Document excerpt
If you're a U.S. expat who has been holding foreign mutual funds: Most foreign mutual funds sold in Canada, the EU, Australia, and Asia are PFICs. If you've held any without filing Form 8621 annually, you have a compliance gap — and the statute of limitations for your entire return may remain open indefinitely. The Streamlined Foreign Offshore Procedures (see also FATCA) or Streamlined Domestic Offshore Procedures (depending on your residency) are the standard remediation path — filing amended returns plus Form 8621 for open years, paying taxes on unreported income, with reduced or waived penalties. Many U.S. expats discover this exposure when working with a new tax preparer or during an IRS inquiry. Act before an audit triggers; the Streamlined programs are only available to non-willful non-filers.

If you're a U.S. company with offshore holding entities: Review whether your offshore structure qualifies as a PFIC in its pre-revenue phase. An entity holding cash and marketable securities before beginning active operations typically has passive assets exceeding 50% — meeting the asset test. This creates PFIC taint on shares held by U.S. shareholders during that period. Pre-revenue offshore entities funded by venture capital are a recurring source of PFIC issues — particularly for biotech, crypto, and other structures that hold cash for extended periods before commercial activity begins. Work with counsel to either (a) ensure the entity qualifies as a CFC (which provides a PFIC exception) or (b) restructure the asset mix to avoid the passive asset threshold.

Tasks
**1.** Answer these questions from the PFIC guidance:
(a) Which form should holders of foreign mutual funds that are PFICs file each year?
(b) To whom are the Streamlined programs available?
(c) What share of passive assets meets the asset test?
**2.** Extend the PFIC guidance by writing one more paragraph that picks up after its final sentence.
The lines after the PFIC guidance are separate material with no connection to it.

Material
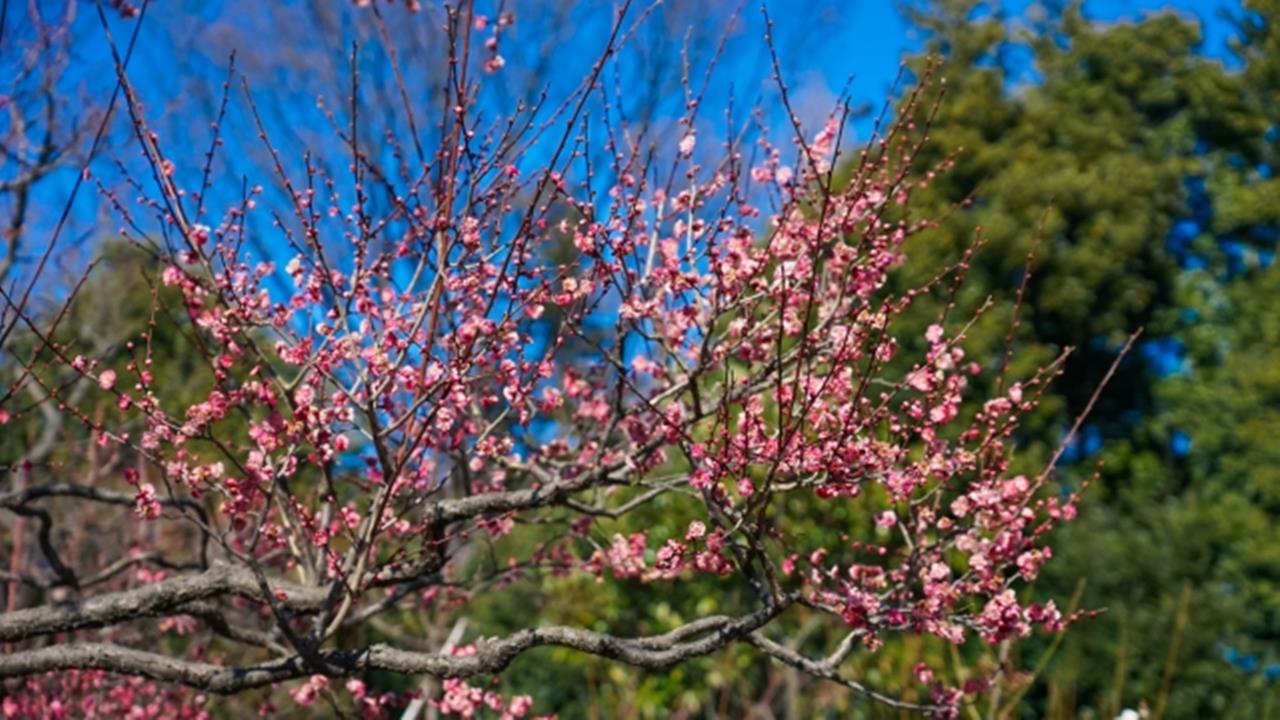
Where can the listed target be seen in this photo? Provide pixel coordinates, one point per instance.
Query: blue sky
(182, 50)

Answers provided
**1.**
(a) Form 8621
(b) Non-willful non-filers
(c) More than 50%

**2.**
If you're a tax preparer with international clients: Form 8621 is required for each PFIC, each year — even if the client received no distribution, sold no shares, and made no election. The form has a "checking the box" annual filing requirement that many international clients and their prior advisors missed. Missing Form 8621 can toll the entire return's statute of limitations, meaning the IRS can audit any item on the return (not just PFIC items) indefinitely. At client onboarding, ask specifically: any foreign mutual funds, offshore investment accounts, foreign ETFs, or foreign life insurance or annuity products? All of these are potential PFICs and most non-specialist preparers miss them.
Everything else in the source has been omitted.